Exercise instructions. Word for word, copy each record that comes after this.

=== Begin Enclosure ===

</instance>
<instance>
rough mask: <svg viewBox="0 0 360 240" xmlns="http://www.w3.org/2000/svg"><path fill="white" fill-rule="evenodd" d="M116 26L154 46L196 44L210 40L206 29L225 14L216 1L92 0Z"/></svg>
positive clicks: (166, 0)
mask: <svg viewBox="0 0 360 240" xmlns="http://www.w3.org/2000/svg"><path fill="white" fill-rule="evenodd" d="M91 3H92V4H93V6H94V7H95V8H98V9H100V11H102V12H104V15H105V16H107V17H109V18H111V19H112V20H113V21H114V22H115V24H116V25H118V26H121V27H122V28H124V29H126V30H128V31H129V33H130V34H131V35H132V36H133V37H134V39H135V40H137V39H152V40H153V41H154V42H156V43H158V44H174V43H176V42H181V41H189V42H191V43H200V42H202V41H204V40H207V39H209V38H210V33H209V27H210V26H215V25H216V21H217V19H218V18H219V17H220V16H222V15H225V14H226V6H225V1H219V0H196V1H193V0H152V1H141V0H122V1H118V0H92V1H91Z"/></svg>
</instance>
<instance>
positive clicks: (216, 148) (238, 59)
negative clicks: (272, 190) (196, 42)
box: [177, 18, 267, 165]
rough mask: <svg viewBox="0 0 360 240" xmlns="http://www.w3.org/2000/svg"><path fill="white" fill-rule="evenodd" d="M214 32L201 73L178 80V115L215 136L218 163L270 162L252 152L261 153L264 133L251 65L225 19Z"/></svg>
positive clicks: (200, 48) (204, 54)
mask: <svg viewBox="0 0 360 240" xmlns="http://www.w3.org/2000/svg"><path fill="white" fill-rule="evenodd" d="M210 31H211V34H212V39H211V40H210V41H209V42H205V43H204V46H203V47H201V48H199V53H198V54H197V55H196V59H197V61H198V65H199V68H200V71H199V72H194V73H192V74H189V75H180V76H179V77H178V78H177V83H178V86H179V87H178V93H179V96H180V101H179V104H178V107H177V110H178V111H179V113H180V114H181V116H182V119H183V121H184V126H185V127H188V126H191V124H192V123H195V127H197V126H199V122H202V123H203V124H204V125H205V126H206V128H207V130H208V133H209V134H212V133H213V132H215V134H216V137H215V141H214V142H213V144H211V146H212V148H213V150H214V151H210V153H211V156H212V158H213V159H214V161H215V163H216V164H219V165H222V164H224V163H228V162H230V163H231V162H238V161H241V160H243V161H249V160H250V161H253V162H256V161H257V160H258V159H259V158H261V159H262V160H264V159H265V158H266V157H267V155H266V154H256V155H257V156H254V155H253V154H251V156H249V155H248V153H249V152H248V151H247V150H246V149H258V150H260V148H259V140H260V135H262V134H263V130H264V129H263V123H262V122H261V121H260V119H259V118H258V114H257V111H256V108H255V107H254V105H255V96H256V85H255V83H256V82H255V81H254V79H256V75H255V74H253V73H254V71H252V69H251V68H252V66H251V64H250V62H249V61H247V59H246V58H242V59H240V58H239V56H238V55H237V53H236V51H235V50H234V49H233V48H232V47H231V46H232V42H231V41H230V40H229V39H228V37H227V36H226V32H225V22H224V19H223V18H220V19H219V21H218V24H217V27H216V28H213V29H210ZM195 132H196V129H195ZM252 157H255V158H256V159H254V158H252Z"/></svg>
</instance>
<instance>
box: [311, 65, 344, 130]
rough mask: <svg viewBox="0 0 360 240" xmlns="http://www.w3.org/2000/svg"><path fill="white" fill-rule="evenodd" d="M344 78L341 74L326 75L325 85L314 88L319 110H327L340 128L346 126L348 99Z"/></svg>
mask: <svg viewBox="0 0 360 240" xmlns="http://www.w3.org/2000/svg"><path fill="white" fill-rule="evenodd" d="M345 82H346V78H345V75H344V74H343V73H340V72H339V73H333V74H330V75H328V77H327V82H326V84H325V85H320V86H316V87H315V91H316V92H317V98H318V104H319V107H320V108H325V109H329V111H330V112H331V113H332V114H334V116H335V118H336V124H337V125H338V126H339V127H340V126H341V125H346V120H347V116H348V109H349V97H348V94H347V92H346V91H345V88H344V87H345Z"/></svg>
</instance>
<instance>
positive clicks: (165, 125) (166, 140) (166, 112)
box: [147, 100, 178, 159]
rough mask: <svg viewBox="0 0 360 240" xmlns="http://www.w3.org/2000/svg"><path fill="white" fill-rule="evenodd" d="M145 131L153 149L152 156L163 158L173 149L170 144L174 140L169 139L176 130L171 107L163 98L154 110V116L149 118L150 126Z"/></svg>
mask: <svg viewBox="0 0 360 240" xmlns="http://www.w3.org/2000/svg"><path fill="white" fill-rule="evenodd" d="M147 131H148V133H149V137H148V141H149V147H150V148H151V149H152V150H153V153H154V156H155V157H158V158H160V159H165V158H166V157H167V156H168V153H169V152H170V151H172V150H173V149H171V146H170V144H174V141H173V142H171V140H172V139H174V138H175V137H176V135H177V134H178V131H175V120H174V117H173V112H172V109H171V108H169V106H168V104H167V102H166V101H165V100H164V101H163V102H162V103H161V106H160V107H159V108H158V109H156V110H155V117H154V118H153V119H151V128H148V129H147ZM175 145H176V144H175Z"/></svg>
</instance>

=== End Enclosure ===

Answer for this exercise.
</instance>
<instance>
rough mask: <svg viewBox="0 0 360 240" xmlns="http://www.w3.org/2000/svg"><path fill="white" fill-rule="evenodd" d="M116 26L154 46L196 44L210 40L206 29L225 14L216 1L92 0Z"/></svg>
positive clicks: (166, 0)
mask: <svg viewBox="0 0 360 240" xmlns="http://www.w3.org/2000/svg"><path fill="white" fill-rule="evenodd" d="M91 3H92V4H93V6H94V7H95V8H98V9H100V11H102V12H104V15H105V16H107V17H109V18H111V19H112V20H113V21H114V22H115V24H116V25H118V26H121V27H122V28H124V29H126V30H128V31H129V33H130V34H131V35H132V36H133V37H134V39H135V40H137V39H152V40H153V41H154V42H156V43H158V44H174V43H176V42H181V41H189V42H191V43H200V42H202V41H204V40H207V39H209V38H210V33H209V27H210V26H215V25H216V21H217V19H218V18H219V17H220V16H222V15H225V14H226V6H225V1H219V0H196V1H193V0H152V1H141V0H122V1H118V0H92V1H91Z"/></svg>
</instance>
<instance>
positive clicks: (216, 148) (238, 59)
negative clicks: (272, 190) (196, 42)
box: [177, 18, 267, 165]
rough mask: <svg viewBox="0 0 360 240" xmlns="http://www.w3.org/2000/svg"><path fill="white" fill-rule="evenodd" d="M214 32L201 73L178 80V115L215 136L218 163L270 162L252 152L261 153L264 133L251 65L225 19Z"/></svg>
positive clicks: (200, 48) (204, 54)
mask: <svg viewBox="0 0 360 240" xmlns="http://www.w3.org/2000/svg"><path fill="white" fill-rule="evenodd" d="M210 31H211V34H212V39H211V40H210V41H209V42H205V43H204V46H203V47H201V48H199V53H198V54H197V55H196V59H197V61H198V65H199V68H200V71H199V72H194V73H192V74H189V75H180V76H179V77H178V78H177V83H178V86H179V87H178V93H179V96H180V101H179V104H178V107H177V110H178V111H179V113H180V114H181V116H182V119H183V121H184V126H185V127H188V126H191V124H192V123H195V127H197V126H199V122H202V123H203V124H204V125H205V126H206V128H207V130H208V133H209V134H212V133H213V132H215V134H216V137H215V141H214V142H213V144H211V146H212V148H213V150H214V151H210V153H211V156H212V158H213V159H214V161H215V163H216V164H219V165H222V164H224V163H228V162H230V163H231V162H238V161H241V160H243V161H249V160H250V161H253V162H256V161H257V160H258V159H259V158H261V159H262V160H264V159H265V158H266V157H267V155H266V154H256V155H257V156H254V155H253V154H251V156H249V155H248V153H249V152H248V151H247V150H246V149H258V150H260V148H259V140H260V135H262V134H263V130H264V129H263V123H262V122H261V121H260V119H259V118H258V114H257V111H256V108H255V107H254V105H255V96H256V85H255V83H256V82H255V81H254V79H256V75H255V74H253V73H254V71H252V69H251V68H252V66H251V64H250V62H249V61H247V59H246V58H242V59H240V58H239V56H238V55H237V53H236V51H235V50H234V49H233V48H232V47H231V46H232V42H231V41H230V40H229V39H228V37H227V36H226V32H225V22H224V19H223V18H220V19H219V21H218V24H217V27H216V28H213V29H210ZM195 132H196V129H195ZM252 157H255V158H256V159H254V158H252Z"/></svg>
</instance>
<instance>
box: [311, 65, 344, 130]
rough mask: <svg viewBox="0 0 360 240" xmlns="http://www.w3.org/2000/svg"><path fill="white" fill-rule="evenodd" d="M344 78L341 74L326 75L325 85L314 88L319 110H327L340 128L346 126L348 99Z"/></svg>
mask: <svg viewBox="0 0 360 240" xmlns="http://www.w3.org/2000/svg"><path fill="white" fill-rule="evenodd" d="M345 82H346V78H345V75H344V74H343V73H340V72H339V73H333V74H330V75H328V77H327V82H326V84H325V85H320V86H316V87H315V91H316V92H317V98H318V104H319V107H320V108H325V109H329V111H330V112H331V113H332V114H334V116H335V118H336V124H337V125H338V126H339V127H340V126H341V125H346V120H347V116H348V109H349V97H348V94H347V92H346V91H345V88H344V87H345Z"/></svg>
</instance>
<instance>
positive clicks: (165, 125) (166, 140) (166, 112)
box: [147, 100, 178, 159]
rough mask: <svg viewBox="0 0 360 240" xmlns="http://www.w3.org/2000/svg"><path fill="white" fill-rule="evenodd" d="M145 131L153 149L152 156L163 158L173 149L170 144L174 140L169 139L176 130L171 107L163 98L154 110V116L149 118L150 126Z"/></svg>
mask: <svg viewBox="0 0 360 240" xmlns="http://www.w3.org/2000/svg"><path fill="white" fill-rule="evenodd" d="M147 131H148V133H149V137H148V141H149V147H150V148H151V149H152V150H153V153H154V156H155V157H158V158H160V159H165V158H166V157H167V156H168V153H169V152H170V151H172V150H173V149H171V146H170V144H174V141H173V142H171V140H172V139H174V138H175V137H176V135H177V134H178V131H175V120H174V117H173V112H172V109H171V108H169V106H168V104H167V102H166V101H165V100H164V101H163V102H162V103H161V106H160V107H159V108H158V109H156V110H155V117H154V118H153V119H151V128H148V129H147ZM175 145H176V144H175Z"/></svg>
</instance>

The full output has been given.